Interesting. Thanks for the reply.

It might be nice to have some performance benchmarks for all these experimental 
systems, so we can compare them.

I could understand that performance might be an issue for games, but for GUIs? 
I mean many imperative GUI systems use rather slow message dispatching systems, 
and we use those every day. Look at the new Windows Presentation Foundation 
system found in VISTA. Here events are broadcasted and routed through the whole 
element tree. This is also rather slow I guess. 

> -----Original Message-----
> From: [EMAIL PROTECTED] [mailto:haskell-cafe-
> [EMAIL PROTECTED] On Behalf Of Wolfgang Jeltsch
> Sent: Thursday, February 07, 2008 12:25 PM
> To: haskell-cafe@haskell.org
> Subject: Re: [Haskell-cafe] Draft chapters of "Real World Haskell" now
> publicly available
> 
> Hello Peter,
> 
> an answer to an “old” e-mail (from January 25).  Sorry for not
> answering
> earlier.
> 
> Am Freitag, 25. Januar 2008 00:23 schrieben Sie:
> > Wolfgang Jeltsch wrote:
> > > Indeed.  A functional approach to GUIs is nice but at the moment we
> don’t
> > > have anything that is suitable for solving real world problems
> (although
> > > this is being worked on).
> >
> > Could you elaborate a bit on that? What are the current obstacles to
> be
> > solved?
> 
> Performance problems and lack of widgets are the two things that come
> to my
> mind immediately.  Maybe also lack of a good way of doing dynamic user
> interfaces (user interfaces with a changing set/order of widgets).

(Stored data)

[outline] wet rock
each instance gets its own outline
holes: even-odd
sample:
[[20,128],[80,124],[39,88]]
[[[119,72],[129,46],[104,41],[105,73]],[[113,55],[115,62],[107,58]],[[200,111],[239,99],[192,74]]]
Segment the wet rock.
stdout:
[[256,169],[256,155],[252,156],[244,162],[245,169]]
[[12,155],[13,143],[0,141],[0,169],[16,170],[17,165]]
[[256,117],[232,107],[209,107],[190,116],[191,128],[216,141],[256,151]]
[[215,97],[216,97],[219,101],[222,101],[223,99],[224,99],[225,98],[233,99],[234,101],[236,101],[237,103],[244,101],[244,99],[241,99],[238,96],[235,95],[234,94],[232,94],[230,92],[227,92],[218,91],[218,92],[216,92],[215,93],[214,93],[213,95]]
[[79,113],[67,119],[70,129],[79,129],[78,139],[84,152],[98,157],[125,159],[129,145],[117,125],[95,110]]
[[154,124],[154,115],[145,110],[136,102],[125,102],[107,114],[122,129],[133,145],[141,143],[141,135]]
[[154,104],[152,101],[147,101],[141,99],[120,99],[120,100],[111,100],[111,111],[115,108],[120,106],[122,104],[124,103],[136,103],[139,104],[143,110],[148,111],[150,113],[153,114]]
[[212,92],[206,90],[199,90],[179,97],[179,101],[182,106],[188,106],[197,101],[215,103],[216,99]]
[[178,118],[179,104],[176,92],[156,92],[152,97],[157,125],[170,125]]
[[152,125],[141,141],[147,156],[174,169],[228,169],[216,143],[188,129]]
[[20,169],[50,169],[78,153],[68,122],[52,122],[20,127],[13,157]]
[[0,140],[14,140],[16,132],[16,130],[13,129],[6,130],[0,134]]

▸ **Task requirements**:
1. Name every obstacle to functional GUIs listed in the message exchange about functional GUIs.
2. In the message exchange about functional GUIs, extract the part that opens with the words containing "I could understand" and closes with "slow I guess.".
3. Continue the message exchange about functional GUIs from its last line.

▸ **Outputs for the tasks**:
1.
- Performance problems
- Lack of widgets
- Lack of a good way of doing dynamic user interfaces (user interfaces with a changing set/order of widgets)

2.
I could understand that performance might be an issue for games, but for GUIs? 
I mean many imperative GUI systems use rather slow message dispatching systems, 
and we use those every day. Look at the new Windows Presentation Foundation 
system found in VISTA. Here events are broadcasted and routed through the whole 
element tree. This is also rather slow I guess.

3.
> 
> > When I looked at Yampa, I didn't really see a problem with making a
> GUI
> > or interactive application based on it (besides maybe performance and
> > space/time leaks, the latter IMO being a general problem in Haskell
> that
> > just occurs quicker in reactive programming).
> 
> I think, performance is a big problem.  To me it seems that Yampa-based
> GUIs
> maybe have a performance penalty of more than just a constant factor.
> Please
> have a look at the sections “Implementation and efficiency” and
> “Signals”
> under <http://haskell.org/haskellwiki/Talk:Grapefruit>.
> 
> > […]
> 
> > The main problem I could see is that Yampa is not really event driven
> in
> > the imperative sense; I mean in an ideal event based system, the
> > hardware triggers an interrupt when some sensor changes, and this
> then
> > triggers other software events; only the code that is related to
> > handling the event that occurred is executed. But the event that is
> > handled could potentially not be needed for the current output (which
> > could be considered as a programming bug...)
> 
> Not necessarily a bug.  There are events which don’t result in changes
> of the
> GUI, for example, mouse clicks into empty areas.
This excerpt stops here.